→ **WORK ORDER 1**: List every film title mentioned in the review of Happy End.
→ **WORK ORDER 2**: Write the next part of the review of Happy End, starting after its final sentence.

→ **PAGE TEXT**:

──────

Michael Haneke, the auteur’s auteur from Austria, is going for his record third Palme d”Or with Happy End (after Amour and The White Ribbon) and he is obviously in with a big shout.
Happy End is one of his French language productions, set in Calais among a dysfunctional haute bourgeoisie family. It’s like a very high class soap, shot by a pitiless master film maker, a cruel God turning his withering contempt for these people into high art.
And that’s both the beauty and the beastliness of Happy End. None of the characters are even pitiable. Isabelle Huppert is the dutiful stressed daughter Anne, in charge of the Laurent family construction business now that the paterfamilias, played by Jean Louis Trintingant (is this family somehow related to the one in Amour?) is suffering from dementia.
Her brother is a shifty, cheating doctor, played by Matthieu Kassovitz in a rare acting role, who now takes in his estranged daughter from his first marriage following her mother’s sudden hospitalisation.

──────

→ **Spatial localization data**:
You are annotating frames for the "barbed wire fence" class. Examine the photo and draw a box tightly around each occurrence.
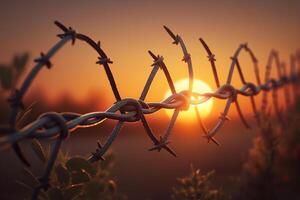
[0,21,300,199]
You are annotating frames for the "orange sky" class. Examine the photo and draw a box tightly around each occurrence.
[0,0,300,119]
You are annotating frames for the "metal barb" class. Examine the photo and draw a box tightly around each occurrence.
[0,21,300,199]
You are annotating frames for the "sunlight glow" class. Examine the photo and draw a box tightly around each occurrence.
[165,79,213,121]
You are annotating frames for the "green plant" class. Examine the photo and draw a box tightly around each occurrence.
[172,167,225,200]
[17,140,126,200]
[0,53,29,90]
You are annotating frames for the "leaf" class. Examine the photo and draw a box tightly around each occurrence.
[72,170,91,184]
[31,139,47,163]
[64,184,83,200]
[84,180,105,199]
[48,187,63,200]
[66,157,96,175]
[55,164,70,185]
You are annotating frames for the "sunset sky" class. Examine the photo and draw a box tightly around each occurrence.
[0,0,300,119]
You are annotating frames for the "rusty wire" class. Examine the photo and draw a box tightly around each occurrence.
[0,21,300,199]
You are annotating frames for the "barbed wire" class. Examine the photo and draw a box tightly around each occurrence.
[0,21,300,199]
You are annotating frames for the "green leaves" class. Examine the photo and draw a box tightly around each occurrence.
[172,167,225,200]
[64,184,83,200]
[0,53,29,90]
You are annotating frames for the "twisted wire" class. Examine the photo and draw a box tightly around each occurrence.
[0,21,300,199]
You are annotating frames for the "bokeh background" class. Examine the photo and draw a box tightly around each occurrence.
[0,0,300,199]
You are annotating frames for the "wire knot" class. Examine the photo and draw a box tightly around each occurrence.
[207,54,216,62]
[54,21,77,45]
[39,112,69,140]
[182,53,191,62]
[96,57,113,65]
[120,98,143,121]
[245,82,259,96]
[218,84,237,102]
[34,52,52,69]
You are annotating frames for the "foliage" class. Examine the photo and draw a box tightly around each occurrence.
[17,140,126,200]
[236,100,300,200]
[0,53,29,90]
[172,167,225,200]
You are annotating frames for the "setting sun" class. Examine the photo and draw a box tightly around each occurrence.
[165,79,213,120]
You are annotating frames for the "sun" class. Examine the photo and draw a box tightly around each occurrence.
[165,79,213,120]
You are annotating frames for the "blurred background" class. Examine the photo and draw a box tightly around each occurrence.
[0,0,300,199]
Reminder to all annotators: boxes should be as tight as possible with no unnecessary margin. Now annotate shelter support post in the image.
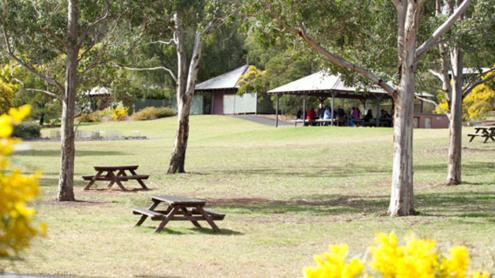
[302,96,306,126]
[375,98,381,127]
[330,94,335,126]
[275,94,280,127]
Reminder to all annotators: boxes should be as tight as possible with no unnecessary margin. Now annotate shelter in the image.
[268,70,444,127]
[195,65,273,115]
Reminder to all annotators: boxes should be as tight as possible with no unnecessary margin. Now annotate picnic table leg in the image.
[196,206,220,232]
[155,206,178,233]
[129,169,149,189]
[84,171,103,190]
[136,200,160,226]
[181,207,201,228]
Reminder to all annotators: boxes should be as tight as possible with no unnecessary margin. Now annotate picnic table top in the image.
[151,195,206,206]
[474,126,495,129]
[94,165,139,171]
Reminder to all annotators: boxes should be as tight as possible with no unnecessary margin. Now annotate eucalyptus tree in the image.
[116,0,239,174]
[246,0,471,216]
[430,0,495,185]
[0,0,113,201]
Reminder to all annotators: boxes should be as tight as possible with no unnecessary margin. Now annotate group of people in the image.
[297,105,392,127]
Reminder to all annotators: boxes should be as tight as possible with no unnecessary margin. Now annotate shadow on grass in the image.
[208,192,495,222]
[212,162,495,178]
[16,150,128,157]
[39,175,86,187]
[215,163,392,178]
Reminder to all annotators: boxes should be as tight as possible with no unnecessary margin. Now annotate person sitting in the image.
[322,106,332,125]
[323,106,332,120]
[350,107,361,126]
[335,106,346,126]
[304,109,315,125]
[380,109,392,127]
[363,109,373,126]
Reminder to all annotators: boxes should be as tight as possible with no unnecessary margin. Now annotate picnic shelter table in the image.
[132,195,225,233]
[468,126,495,143]
[83,165,149,191]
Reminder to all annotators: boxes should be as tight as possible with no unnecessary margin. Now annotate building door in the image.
[212,94,223,115]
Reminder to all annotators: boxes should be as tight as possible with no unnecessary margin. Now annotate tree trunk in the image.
[167,14,201,174]
[58,0,80,201]
[447,46,464,185]
[388,1,419,216]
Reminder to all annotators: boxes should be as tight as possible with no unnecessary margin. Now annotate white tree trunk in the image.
[447,46,464,185]
[57,0,80,201]
[167,14,201,174]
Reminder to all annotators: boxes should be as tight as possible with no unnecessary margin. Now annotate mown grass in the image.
[3,116,495,277]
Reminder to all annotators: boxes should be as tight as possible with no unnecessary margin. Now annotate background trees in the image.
[0,0,114,201]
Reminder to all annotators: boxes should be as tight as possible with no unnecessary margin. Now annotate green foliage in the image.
[131,106,177,121]
[0,65,20,114]
[12,122,41,139]
[76,107,112,123]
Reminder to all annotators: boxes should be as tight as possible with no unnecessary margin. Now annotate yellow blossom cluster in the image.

──────

→ **TASK OUTPUT 1**: Happy End, Amour, The White Ribbon

→ **TASK OUTPUT 2**:
Anne’s son is a drop-out and unstable rebel who nevertheless is employed at the family’s latest building site, and is indeed probably negligent when a dreadful industrial accident happens at the film’s start – all filmed in one static security camera shot, a dramatic, quietly horrifying moment caught without any comment and probably a metaphor for the whole film, a giant hole into which society is collapsing.
Haneke observes in long, cruel takes, keeping these dreadful people at a distance. Meanwhile, there are gentle reminders of the immigrant crisis in Calais, relegated to the background and the edge of frame – always check the edge of the frame in a Haneke movie, because that’s where the action is.
I almost didn’t like Happy End, even thought on exiting the Palais that, heretical as it might be, this wasn’t very good. It felt like Haneke bingo, all the cameras and screens and different ways of seeing, ticking the boxes of what we expect in his movies. It’s almost too conscious of its own status as a masterpiece. And yet it is still a masterpiece, every shot toxic with meaning, every line of dialogue cutting to the bone and the soul like a precision instrument.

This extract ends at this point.